***** Fragmento de página *****
Los
vascos, por lo general, solemos ser “gente de orden”. No quiero decir con esto
que todos seamos querubines ni que, en un momento dado, se nos vaya la pinza y
montemos un belén en el que los santos
suban o bajen aceleradamente en el
fragor de una discusión apasionada. El
estereotipo nos dibuja exagerados y
brutos, pero lo cierto es que, aún siendo así,
no he visto en los diversos
ámbitos institucionales que conozco, un episodio que me haya hecho sonrojar de
vergüenza propia o ajena como el acontecido en la carrera de San Jerónimo.
Aquí,
por lo general, la representación parlamentaria –de todo signo- mantiene las formas. Podrán utilizarse
argumentos más o menos certeros, más o menos verosímiles, pero es difícil encontrar en los diarios de sesiones de las diferentes
instituciones altercados similares a los que en estos pasados días acontecieron
en el Congreso de los diputados.
En mi
condición de electo, participo habitualmente en
sesiones de las Juntas Generales de Bizkaia y salvo legítimas posiciones de crítica
política no he conocido brote alguno de descortesía, desconsideración o
vilipendio en los debates que allí se desarrollan.
Lo
mismo he observado en el Parlamento
Vasco o en las sesiones de pleno municipales.
Es más, si algún “pero” podría
ponerse al transcurso de las sesiones parlamentarias que aquí se desarrollan
es, tal vez, el ser demasiado monótonas, previsibles y hasta aburridas. Pero,
visto con perspectiva, lo prefiero así a convertir el debate en un espectáculo
tabernario en el que se mezclan insultos, desprecios y mala educación.
*****
Problema planteado 1: Reescriba el pasaje del texto sobre el debate parlamentario que comienza en "Es más, si algún" y termina en "y mala educación.", sustituyendo "aburridas" por "tediosas".
Problema planteado 2:
Conteste brevemente las siguientes preguntas sobre el texto sobre el debate parlamentario:
(a) ¿En qué lugar aconteció el episodio que se presenta como motivo de vergüenza propia o ajena?
(b) ¿A las sesiones de qué institución asiste habitualmente quien escribe, en su condición de electo?
(c) ¿Qué tres adjetivos se aplican a las sesiones parlamentarias al señalarles un posible "pero"?
Problema planteado 3: Prosiga el texto sobre el debate parlamentario a partir de su última oración.
***** Datos proporcionados *****
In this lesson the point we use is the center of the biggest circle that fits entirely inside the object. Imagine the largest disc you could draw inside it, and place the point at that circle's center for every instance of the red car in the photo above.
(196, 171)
*****
Respuesta del ejercicio 1:
Es más, si algún “pero” podría
ponerse al transcurso de las sesiones parlamentarias que aquí se desarrollan
es, tal vez, el ser demasiado monótonas, previsibles y hasta tediosas. Pero,
visto con perspectiva, lo prefiero así a convertir el debate en un espectáculo
tabernario en el que se mezclan insultos, desprecios y mala educación.

Respuesta del ejercicio 2:
(a) En la carrera de San Jerónimo, en el Congreso de los Diputados.
(b) A las Juntas Generales de Bizkaia.
(c) Monótonas, previsibles y hasta aburridas.

Respuesta del ejercicio 3:
En más
de una ocasión he escuchado de primera mano a parlamentarios vascos acreditados
en las Cortes Generales sus quejas respecto al ambiente en el que se
desarrollan las sesiones legislativas. El
reproche general es que en el
hemiciclo existe un ruido de fondo que se salpica con voces sueltas -desde cualquier bancada- tendentes a
desacreditar o directamente a insultar a quien tiene el uso de la palabra. El
escenario, el contexto, impresiona. Hasta el punto que quien no tiene los
nervios templados puede
acusar la presión que se deja sentir.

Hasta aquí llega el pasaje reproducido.